Tasks to complete
A. Answer these questions about the diary entry:
(i) What did BT's warning message to Mary say she was using?
(ii) Who was Samson's spiritual father and teacher at Llantwit Major?
(iii) Whom does the writer call a suitable patron saint for the continent as a whole?
B. Can you rewrite the paragraph of the diary entry beginning "There wasn't a grand social networking plan" as a short bulleted list that keeps its main facts?

Ann left for Felixstowe after breakfast and Clare went off to school for her weekly kindergarten eurythmy session. As I was leaving for church, Mary came across and said that BT was refusing to let her access her email, posting a warning message about using an 'insecure browser'. I couldn't do anything about it at that moment and promised to return and sort it out after lunch. She's still using Kath's elderly Acer Aspire, which reached the end of its useful life with Windows over five years ago. I got it running nicely with Linux Mint, and gave the machine to Mary, and it's given her little trouble ever since. Interesting ... what's happened?
Following our trip to Caldey on Tuesday, I was glad of the opportunity to go and celebrate the memory of St Benedict at the St John's midweek Eucharist. It's amazing to think that St Samson, the first Abbot of Caldey's Celtic religious community was a contemporary of Benedict. So too was St Illtud, Samson's spiritual father and teacher in the monastic settlement at Llantwit Major. The movement of the Spirit that inspired the 'flight into the desert' of God seeking individuals dropping out of society, uncomfortable with the rise of Christianity as an established religion under the Emperor Constantine, began a century earlier with St Anthony of Egypt, St Basil the Great and the Cappadocian Fathers.
Latin and Celtic monasticism also evolved at this time and communities organised themselves, in their own distinctive way and flourished wherever they were able to plant themselves, whatever the challenges and difficulties this entailed. Were they each aware of the other's existence, I wonder? The 5th-6th century monastic pioneers probably knew of their fourth century predecessors and their teaching, but not necessarily about their contemporaries. Where monks settled, lived, worked and prayed, they attracted neighbours, and benefited from each others skills, experience and labour, and as a result social and economic development occurred.
There wasn't a grand social networking plan or a mission strategy as such. Everything evolved around a life of worship that was accompanied by hard work of one kind or another. Thus the Benedictine way of life spread across Europe, to ever more remote regions, bringing know-how, technologies, education, and transformation of the very landscape itself. European civilisation, and even British religious culture owes much to the movement Benedict's rule inspired. He's a suitable patron saint for the continent as a whole.

Information given
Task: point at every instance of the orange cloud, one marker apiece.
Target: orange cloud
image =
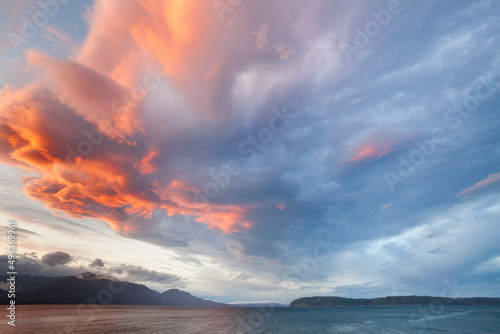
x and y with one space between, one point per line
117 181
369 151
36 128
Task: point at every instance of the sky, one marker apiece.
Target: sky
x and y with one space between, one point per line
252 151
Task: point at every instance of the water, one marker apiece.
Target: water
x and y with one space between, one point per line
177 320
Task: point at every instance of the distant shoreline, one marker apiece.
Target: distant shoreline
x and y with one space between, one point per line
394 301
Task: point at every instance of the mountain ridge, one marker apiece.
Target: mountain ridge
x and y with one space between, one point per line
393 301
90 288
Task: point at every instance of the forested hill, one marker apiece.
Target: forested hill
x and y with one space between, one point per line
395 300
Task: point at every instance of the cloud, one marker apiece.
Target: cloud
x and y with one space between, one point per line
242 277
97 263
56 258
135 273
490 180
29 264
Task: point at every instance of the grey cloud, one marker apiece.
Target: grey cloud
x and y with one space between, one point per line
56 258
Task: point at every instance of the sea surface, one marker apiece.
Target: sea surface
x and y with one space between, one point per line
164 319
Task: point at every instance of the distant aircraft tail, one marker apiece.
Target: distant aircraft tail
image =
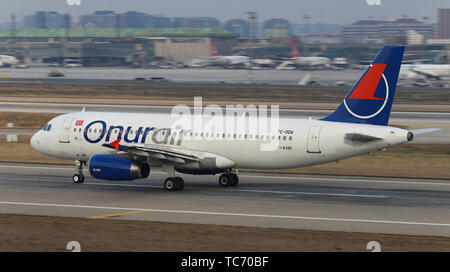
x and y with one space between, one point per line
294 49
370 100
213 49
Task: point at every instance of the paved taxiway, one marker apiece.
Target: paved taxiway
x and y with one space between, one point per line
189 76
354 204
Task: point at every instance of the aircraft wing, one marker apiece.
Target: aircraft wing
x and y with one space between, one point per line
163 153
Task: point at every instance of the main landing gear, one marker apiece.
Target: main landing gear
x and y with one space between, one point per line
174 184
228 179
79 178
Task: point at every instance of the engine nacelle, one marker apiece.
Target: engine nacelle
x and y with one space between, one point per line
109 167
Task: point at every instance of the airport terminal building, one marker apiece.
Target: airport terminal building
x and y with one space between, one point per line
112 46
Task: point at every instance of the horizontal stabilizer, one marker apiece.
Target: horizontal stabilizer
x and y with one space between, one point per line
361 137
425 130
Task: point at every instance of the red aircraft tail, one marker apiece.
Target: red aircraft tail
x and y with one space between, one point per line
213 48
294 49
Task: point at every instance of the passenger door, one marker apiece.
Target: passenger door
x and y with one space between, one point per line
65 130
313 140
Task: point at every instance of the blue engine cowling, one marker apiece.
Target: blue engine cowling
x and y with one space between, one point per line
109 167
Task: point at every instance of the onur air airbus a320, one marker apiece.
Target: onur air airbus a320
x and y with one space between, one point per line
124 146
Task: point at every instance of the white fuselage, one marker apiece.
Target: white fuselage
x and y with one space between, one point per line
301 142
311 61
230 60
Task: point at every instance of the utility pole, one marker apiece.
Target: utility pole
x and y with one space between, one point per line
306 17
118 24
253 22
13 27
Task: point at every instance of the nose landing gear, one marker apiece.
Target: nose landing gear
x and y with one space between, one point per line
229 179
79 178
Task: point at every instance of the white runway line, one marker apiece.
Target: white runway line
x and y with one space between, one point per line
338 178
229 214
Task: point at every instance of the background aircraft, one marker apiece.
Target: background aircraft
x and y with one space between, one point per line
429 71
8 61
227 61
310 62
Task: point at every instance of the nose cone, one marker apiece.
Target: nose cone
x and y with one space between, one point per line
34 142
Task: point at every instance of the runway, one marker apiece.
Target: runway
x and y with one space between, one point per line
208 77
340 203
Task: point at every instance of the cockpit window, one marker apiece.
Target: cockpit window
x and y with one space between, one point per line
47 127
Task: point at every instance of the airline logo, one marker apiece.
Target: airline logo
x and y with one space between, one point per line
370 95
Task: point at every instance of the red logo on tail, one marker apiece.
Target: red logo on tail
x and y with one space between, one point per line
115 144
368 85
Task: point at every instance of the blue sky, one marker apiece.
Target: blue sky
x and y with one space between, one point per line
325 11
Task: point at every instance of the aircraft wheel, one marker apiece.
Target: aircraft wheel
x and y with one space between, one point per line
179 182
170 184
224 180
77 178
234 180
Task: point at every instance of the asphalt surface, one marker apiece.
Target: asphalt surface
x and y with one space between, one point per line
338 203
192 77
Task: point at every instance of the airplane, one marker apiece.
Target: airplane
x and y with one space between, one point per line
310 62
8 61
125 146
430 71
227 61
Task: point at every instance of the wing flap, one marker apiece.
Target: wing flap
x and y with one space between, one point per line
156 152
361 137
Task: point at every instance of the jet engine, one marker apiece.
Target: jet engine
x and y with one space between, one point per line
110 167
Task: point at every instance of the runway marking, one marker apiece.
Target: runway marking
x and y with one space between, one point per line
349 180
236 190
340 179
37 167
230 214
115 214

Task answers
A.
(i) An "insecure browser."
(ii) St Illtud.
(iii) St Benedict.

B.
- There was no grand social networking plan or mission strategy.
- Everything centered on a life of worship paired with hard work.
- This is how the Benedictine way of life spread across Europe into ever more remote regions.
- It brought know-how, technologies, education and a transformed landscape.
- European civilization and British religious culture owe much to the movement that Benedict's rule inspired.
- Benedict is a suitable patron saint for the whole continent.